**WHAT IS EXPECTED:** Using the data below, repeat all of it precisely.

**DATA EXCERPTS:**
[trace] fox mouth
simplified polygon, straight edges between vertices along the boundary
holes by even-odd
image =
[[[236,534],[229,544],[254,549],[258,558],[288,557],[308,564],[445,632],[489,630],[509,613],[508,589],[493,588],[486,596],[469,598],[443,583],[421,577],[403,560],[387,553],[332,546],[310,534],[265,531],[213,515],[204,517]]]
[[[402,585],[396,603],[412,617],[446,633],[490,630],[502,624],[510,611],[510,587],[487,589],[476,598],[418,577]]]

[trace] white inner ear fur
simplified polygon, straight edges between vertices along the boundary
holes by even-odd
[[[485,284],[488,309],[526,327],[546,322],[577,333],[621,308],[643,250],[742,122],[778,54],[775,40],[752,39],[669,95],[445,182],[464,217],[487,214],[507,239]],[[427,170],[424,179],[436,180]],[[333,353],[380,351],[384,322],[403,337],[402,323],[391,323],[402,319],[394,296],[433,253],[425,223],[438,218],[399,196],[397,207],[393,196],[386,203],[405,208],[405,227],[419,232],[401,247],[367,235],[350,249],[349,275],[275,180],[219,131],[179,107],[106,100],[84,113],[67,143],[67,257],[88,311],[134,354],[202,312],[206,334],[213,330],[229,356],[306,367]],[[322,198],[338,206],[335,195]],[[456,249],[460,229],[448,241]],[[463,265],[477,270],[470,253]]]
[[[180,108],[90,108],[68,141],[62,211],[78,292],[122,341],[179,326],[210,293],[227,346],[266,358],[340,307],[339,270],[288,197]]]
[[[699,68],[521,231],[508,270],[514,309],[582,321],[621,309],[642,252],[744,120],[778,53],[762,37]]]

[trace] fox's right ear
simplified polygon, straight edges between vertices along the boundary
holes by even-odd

**REPLY TO THE EXERCISE:**
[trace] fox mouth
simplified polygon, straight edges between vertices along the boundary
holes by even-odd
image =
[[[236,534],[229,544],[254,549],[258,558],[288,557],[308,564],[445,632],[489,630],[509,613],[508,589],[493,588],[486,596],[469,598],[443,583],[421,577],[403,560],[387,553],[332,546],[310,534],[265,531],[213,515],[204,517]]]
[[[402,585],[396,603],[412,617],[446,633],[490,630],[502,624],[510,611],[510,587],[487,589],[476,598],[418,577]]]

[trace] white inner ear fur
simplified polygon, straight edges between vertices along the boundary
holes by even-odd
[[[485,284],[488,309],[526,327],[546,322],[577,333],[621,308],[643,250],[742,122],[778,54],[775,40],[752,39],[669,95],[445,182],[464,217],[487,214],[507,239]],[[427,170],[424,179],[436,180]],[[333,353],[380,351],[384,322],[403,337],[402,323],[391,323],[402,319],[394,296],[433,253],[425,223],[438,218],[399,196],[397,207],[393,196],[386,203],[405,208],[405,227],[419,232],[401,247],[367,235],[350,249],[349,275],[275,180],[219,131],[179,107],[106,100],[84,113],[67,143],[67,257],[88,311],[134,354],[202,312],[206,334],[213,330],[229,356],[306,367]],[[322,198],[338,206],[335,195]],[[456,249],[460,229],[448,241]],[[463,265],[477,270],[470,253]]]
[[[180,108],[90,108],[68,141],[62,211],[78,292],[122,341],[179,326],[210,293],[227,346],[266,358],[340,307],[339,270],[288,197]]]
[[[699,68],[521,231],[508,270],[514,309],[582,321],[621,309],[642,252],[744,120],[778,53],[762,37]]]

[trace] fox's right ear
simplified polygon, straight edges between vertices along the boundary
holes by even-odd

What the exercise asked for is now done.